- [RECORDS SHOWN]
• • • • •
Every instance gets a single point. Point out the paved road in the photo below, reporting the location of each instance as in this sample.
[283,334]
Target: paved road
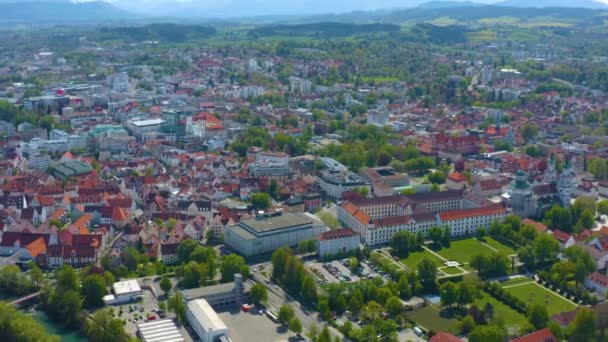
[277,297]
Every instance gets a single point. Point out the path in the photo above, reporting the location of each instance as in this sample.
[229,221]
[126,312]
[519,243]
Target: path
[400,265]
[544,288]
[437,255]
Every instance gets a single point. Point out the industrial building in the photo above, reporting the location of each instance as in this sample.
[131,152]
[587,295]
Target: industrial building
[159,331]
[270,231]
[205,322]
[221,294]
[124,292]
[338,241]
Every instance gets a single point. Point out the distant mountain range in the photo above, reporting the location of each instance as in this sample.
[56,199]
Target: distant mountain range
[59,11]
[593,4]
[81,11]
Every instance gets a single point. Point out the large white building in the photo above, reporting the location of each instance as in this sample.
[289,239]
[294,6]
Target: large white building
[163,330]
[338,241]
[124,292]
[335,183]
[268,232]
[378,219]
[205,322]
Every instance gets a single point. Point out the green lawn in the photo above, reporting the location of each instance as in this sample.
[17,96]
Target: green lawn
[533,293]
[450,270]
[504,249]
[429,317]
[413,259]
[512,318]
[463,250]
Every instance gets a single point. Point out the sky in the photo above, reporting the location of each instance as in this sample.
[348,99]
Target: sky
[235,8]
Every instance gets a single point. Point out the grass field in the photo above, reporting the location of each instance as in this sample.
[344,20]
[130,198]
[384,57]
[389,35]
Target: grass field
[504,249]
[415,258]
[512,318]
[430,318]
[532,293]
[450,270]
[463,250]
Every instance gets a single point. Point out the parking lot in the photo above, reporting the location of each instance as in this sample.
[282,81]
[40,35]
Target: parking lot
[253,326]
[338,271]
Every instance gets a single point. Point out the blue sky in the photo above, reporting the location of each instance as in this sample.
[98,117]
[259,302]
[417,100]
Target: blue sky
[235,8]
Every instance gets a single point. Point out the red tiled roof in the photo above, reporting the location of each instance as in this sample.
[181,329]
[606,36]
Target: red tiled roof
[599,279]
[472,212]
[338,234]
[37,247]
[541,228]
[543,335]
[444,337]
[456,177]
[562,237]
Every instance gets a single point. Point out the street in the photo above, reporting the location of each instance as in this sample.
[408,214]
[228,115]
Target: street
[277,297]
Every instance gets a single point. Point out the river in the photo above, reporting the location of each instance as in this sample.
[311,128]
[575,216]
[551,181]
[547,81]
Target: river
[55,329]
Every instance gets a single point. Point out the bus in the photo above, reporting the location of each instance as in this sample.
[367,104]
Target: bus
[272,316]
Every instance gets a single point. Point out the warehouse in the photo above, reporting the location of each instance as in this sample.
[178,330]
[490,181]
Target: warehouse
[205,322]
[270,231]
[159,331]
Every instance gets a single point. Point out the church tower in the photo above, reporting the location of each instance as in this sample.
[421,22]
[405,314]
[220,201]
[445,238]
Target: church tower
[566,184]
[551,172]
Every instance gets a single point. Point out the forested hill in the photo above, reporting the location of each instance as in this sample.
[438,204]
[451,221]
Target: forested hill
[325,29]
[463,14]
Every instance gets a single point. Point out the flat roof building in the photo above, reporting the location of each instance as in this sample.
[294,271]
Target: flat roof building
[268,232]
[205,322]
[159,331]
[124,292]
• • • • •
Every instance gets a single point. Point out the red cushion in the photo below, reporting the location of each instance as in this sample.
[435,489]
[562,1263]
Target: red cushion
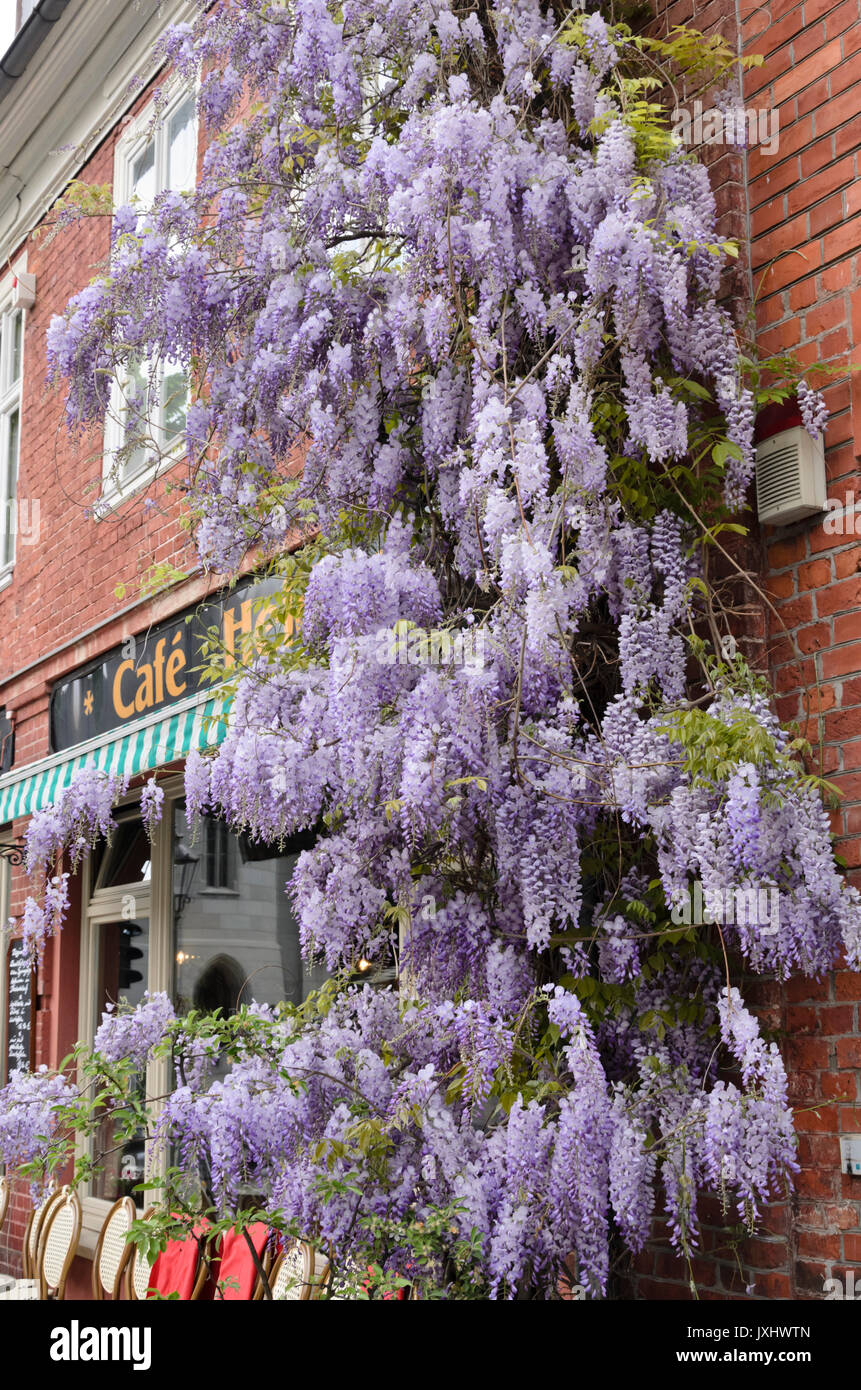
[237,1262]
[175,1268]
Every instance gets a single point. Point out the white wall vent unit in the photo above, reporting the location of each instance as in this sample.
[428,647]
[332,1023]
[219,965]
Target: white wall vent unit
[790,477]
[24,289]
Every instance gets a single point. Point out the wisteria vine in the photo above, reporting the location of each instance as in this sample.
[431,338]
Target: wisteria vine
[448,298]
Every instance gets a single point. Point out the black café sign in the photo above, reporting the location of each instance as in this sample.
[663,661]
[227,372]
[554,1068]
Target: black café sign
• • • • •
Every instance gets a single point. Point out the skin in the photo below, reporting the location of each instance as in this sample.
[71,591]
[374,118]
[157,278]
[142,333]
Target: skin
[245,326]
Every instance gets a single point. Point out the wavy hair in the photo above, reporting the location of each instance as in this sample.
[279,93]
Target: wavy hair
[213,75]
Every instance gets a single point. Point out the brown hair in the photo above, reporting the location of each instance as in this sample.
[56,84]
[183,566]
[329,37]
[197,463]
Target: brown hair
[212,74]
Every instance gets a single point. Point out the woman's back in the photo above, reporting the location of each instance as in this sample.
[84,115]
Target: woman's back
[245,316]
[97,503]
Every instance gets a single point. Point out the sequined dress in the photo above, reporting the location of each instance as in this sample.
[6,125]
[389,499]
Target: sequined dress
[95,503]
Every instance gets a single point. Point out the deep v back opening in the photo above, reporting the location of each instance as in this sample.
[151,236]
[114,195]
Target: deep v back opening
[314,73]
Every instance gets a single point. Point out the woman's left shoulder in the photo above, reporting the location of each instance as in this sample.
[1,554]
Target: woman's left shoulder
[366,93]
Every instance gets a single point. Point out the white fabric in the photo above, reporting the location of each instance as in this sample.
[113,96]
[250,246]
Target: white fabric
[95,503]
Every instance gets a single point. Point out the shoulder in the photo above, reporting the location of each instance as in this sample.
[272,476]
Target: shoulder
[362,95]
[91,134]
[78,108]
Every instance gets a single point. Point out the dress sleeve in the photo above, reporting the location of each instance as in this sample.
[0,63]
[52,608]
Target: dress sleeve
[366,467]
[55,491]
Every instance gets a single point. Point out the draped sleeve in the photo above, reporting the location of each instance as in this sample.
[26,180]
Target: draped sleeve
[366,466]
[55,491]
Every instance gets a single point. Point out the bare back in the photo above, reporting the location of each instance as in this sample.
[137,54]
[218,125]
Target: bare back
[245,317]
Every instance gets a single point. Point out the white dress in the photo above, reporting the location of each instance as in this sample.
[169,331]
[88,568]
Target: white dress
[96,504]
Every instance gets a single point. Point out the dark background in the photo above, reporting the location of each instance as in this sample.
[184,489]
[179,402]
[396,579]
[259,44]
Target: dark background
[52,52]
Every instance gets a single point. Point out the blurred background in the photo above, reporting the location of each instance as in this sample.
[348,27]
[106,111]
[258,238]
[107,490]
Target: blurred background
• • • • •
- [WHAT THE TASK ASKS] Please return all lines above in which the string "black" is found.

- [RESULT OF THIS EXERCISE]
Every instance gets a single point. Point out the black café sign in the photo above, reporting the location of each instance as in this sample.
Target: black café sign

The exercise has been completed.